Okuma metni –

※ ※ ※

Bu makamlar: İkinci ve üçüncü konular için Eskişehir Odunpazarı Belediyesi, Eskişehir Büyükşehir Belediyesi, Eskişehir Kültür ve Turizm Müdürlüğü’nden yazılı açıklama…

Dördüncü konu için  Eskişehir 1. Taktik Hava Kuvvetleri Komutanlığı’ndan yazılı açıklama istendi.

Eskişehir 1. Taktik hava Kuvvetleri Komutanlığı  sorumluluktan sıyrılmak için ihaleyi Milli Savunma bakanlığı’nın üstüne yıktı, sorumluluktan sıyrıldı.

Şahit olduğum cinayete Eskişehir savcıları kaza süsü verdi ve  örtbas etti.

Yağmalanan sit alanı ve kral mezarı ile yurt dışına kaçırılan antikalar konusunda  Eskişehir İl Kültür ve Turizm Müdürü Ali Osman Gül, bol bol rüşvet yedi,  iddialarımla ilgili açıklamada bulunmadı.

※ ※ ※

Görev girdisi –
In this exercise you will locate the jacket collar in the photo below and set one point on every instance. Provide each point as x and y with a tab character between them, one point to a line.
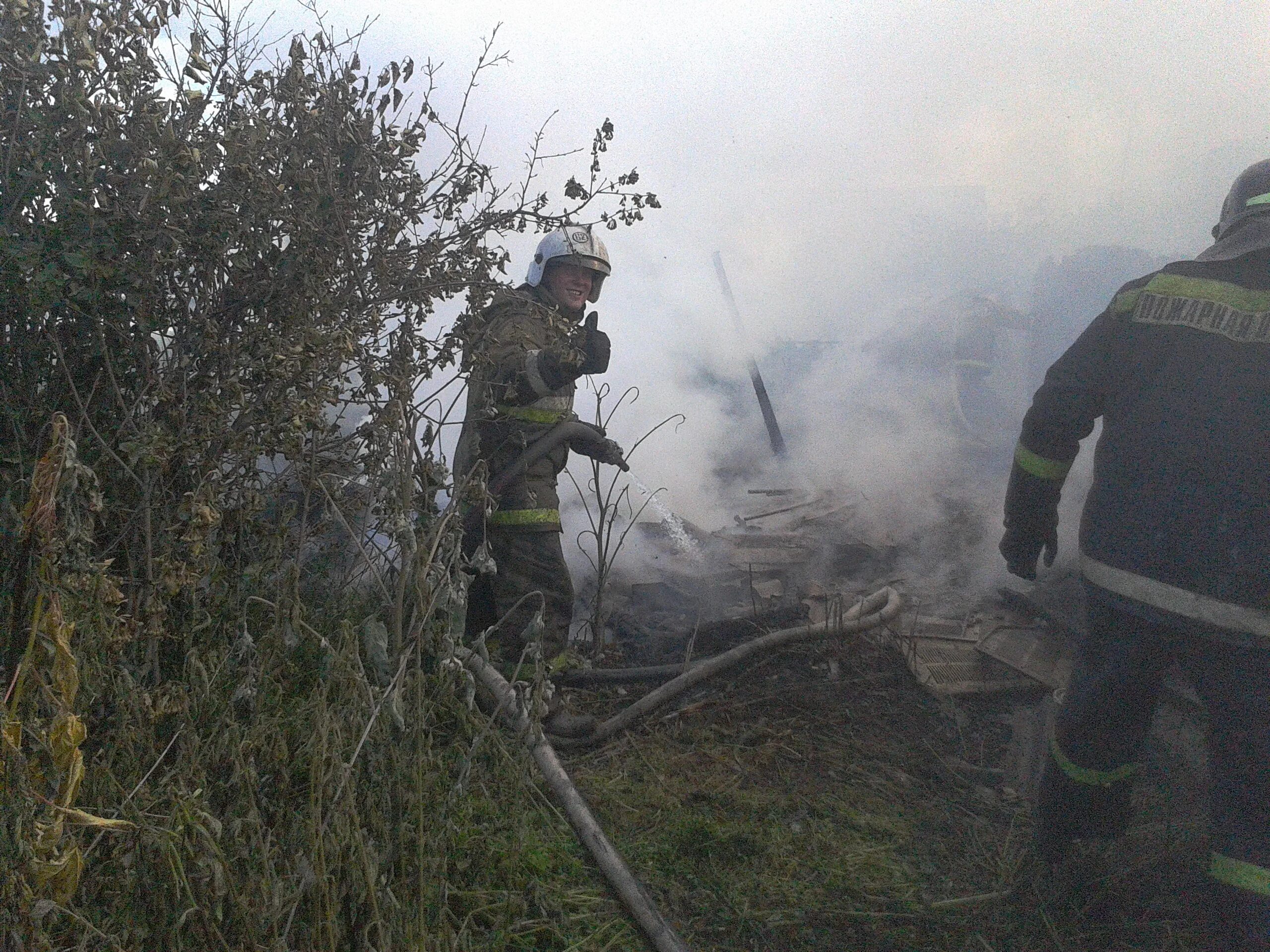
1254	237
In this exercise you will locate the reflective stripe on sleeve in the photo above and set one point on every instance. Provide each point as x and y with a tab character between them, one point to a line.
1170	598
1126	301
1222	293
531	414
1087	776
1040	466
1240	874
526	517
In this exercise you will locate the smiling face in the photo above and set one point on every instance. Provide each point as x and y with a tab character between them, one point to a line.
570	285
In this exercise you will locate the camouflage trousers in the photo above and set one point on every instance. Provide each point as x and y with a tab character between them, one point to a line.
527	563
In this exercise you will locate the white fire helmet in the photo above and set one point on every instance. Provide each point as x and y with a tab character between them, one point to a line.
573	244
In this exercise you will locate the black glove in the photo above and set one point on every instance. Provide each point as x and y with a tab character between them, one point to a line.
1032	522
601	448
596	347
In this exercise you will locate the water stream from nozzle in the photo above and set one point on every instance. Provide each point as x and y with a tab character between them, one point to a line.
679	535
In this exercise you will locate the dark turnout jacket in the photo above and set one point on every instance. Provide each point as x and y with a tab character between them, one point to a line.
1179	368
511	402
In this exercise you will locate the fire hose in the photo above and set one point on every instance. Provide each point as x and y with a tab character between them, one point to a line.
659	932
573	432
870	612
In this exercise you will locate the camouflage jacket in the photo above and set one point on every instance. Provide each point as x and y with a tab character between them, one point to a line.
509	405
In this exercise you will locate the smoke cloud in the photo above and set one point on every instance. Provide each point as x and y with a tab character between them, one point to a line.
856	164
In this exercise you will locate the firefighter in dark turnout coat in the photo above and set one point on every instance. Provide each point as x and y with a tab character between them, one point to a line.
525	355
1175	545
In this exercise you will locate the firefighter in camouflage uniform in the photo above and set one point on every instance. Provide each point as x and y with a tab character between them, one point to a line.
1175	546
522	359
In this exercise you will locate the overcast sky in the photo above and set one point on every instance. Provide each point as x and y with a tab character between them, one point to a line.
849	158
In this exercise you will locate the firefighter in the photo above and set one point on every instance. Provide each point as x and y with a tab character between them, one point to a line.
522	359
1175	545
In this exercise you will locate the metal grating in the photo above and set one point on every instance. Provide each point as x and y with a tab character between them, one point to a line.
958	668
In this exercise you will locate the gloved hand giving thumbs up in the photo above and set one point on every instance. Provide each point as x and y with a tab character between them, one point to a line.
595	346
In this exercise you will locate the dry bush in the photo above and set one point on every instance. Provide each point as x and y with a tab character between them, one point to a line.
219	271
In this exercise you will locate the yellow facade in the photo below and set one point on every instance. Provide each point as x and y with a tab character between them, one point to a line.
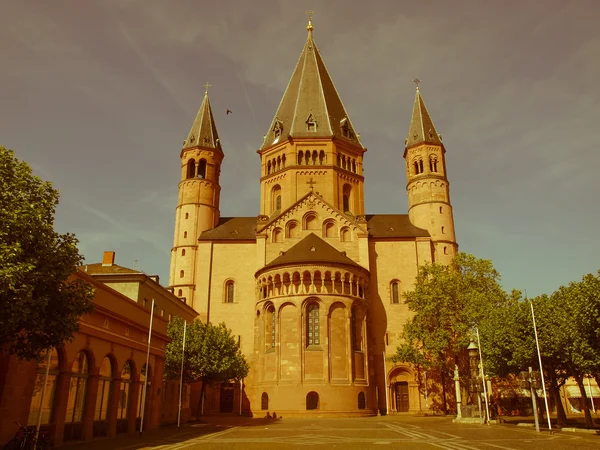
312	285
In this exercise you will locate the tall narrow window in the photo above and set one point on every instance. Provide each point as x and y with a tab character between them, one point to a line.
191	168
76	400
36	399
202	168
229	291
313	335
395	292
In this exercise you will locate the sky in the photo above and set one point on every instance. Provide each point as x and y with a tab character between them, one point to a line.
98	96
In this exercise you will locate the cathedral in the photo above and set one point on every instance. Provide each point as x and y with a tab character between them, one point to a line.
312	286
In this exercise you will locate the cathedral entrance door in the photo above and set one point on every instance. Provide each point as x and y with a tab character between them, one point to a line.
402	404
226	398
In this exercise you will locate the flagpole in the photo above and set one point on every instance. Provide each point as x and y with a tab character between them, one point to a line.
181	375
387	408
39	422
487	406
537	344
147	371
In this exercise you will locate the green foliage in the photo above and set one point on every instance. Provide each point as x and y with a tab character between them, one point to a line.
211	353
448	301
39	305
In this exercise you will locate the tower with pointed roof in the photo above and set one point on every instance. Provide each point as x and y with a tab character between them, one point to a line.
428	188
312	286
198	200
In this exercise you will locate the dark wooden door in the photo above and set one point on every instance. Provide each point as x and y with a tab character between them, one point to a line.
402	403
226	398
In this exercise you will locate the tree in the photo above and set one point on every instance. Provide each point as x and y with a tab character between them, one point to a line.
211	354
40	303
448	301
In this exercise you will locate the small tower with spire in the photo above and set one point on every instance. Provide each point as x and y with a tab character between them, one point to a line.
198	199
428	188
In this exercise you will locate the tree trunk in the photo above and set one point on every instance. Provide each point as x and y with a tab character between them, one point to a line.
199	412
585	406
444	404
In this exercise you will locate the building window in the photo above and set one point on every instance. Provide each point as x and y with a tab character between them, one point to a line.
191	168
124	392
270	327
312	401
264	401
395	292
104	384
313	334
362	402
202	169
229	291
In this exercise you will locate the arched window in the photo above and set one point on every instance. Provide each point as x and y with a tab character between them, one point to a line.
276	198
191	169
124	396
264	401
313	334
347	193
229	291
362	402
76	400
202	168
36	400
395	287
312	400
103	394
356	329
270	327
143	374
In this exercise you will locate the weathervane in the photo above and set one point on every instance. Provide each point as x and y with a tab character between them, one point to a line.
309	13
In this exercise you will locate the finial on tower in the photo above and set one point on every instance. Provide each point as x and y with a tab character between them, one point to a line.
309	27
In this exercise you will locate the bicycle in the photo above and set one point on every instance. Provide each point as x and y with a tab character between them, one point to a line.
25	439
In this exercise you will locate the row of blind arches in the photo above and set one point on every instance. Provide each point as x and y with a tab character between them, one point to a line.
312	401
418	168
77	394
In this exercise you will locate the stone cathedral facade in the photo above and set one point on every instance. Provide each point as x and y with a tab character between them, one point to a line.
313	284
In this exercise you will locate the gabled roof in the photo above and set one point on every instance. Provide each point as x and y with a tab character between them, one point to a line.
393	226
231	228
204	131
421	130
312	249
311	106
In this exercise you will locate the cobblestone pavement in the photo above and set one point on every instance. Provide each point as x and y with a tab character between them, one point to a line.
406	432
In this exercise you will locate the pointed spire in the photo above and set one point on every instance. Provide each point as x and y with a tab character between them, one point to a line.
310	106
421	128
204	131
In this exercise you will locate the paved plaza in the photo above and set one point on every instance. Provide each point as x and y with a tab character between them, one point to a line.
406	432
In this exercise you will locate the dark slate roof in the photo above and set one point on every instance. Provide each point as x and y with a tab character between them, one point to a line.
312	249
232	228
393	226
204	131
421	128
310	96
98	268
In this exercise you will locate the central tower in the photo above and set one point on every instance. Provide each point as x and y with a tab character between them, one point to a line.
311	143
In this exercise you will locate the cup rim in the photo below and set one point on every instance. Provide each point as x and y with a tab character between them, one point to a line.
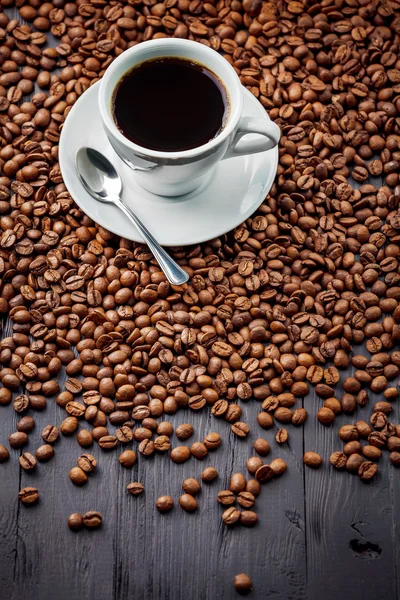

※ ※ ※

Yönerge 1 – Yukarıdaki okuma metnini baştan sona, hiçbir karakterini değiştirmeden yeniden yazın.
Yönerge 2 – Listede "cathedral" dizesini içeren satırların tamamını döndürün. Büyük-küçük harf ayrımı dikkate alınır.

Yazılı çözüm 1 –
Bu makamlar: İkinci ve üçüncü konular için Eskişehir Odunpazarı Belediyesi, Eskişehir Büyükşehir Belediyesi, Eskişehir Kültür ve Turizm Müdürlüğü’nden yazılı açıklama…

Dördüncü konu için  Eskişehir 1. Taktik Hava Kuvvetleri Komutanlığı’ndan yazılı açıklama istendi.

Eskişehir 1. Taktik hava Kuvvetleri Komutanlığı  sorumluluktan sıyrılmak için ihaleyi Milli Savunma bakanlığı’nın üstüne yıktı, sorumluluktan sıyrıldı.

Şahit olduğum cinayete Eskişehir savcıları kaza süsü verdi ve  örtbas etti.

Yağmalanan sit alanı ve kral mezarı ile yurt dışına kaçırılan antikalar konusunda  Eskişehir İl Kültür ve Turizm Müdürü Ali Osman Gül, bol bol rüşvet yedi,  iddialarımla ilgili açıklamada bulunmadı.

Yazılı çözüm 2 –
In this exercise you will locate the cathedral in the photo above and set one point on every instance. Provide each point as x and y with a tab character between them, one point to a line.
In this exercise you will locate the cathedral entrance door in the photo above and set one point on every instance. Provide each point as x and y with a tab character between them, one point to a line.
In this exercise you will locate the stone cathedral facade in the photo above and set one point on every instance. Provide each point as x and y with a tab character between them, one point to a line.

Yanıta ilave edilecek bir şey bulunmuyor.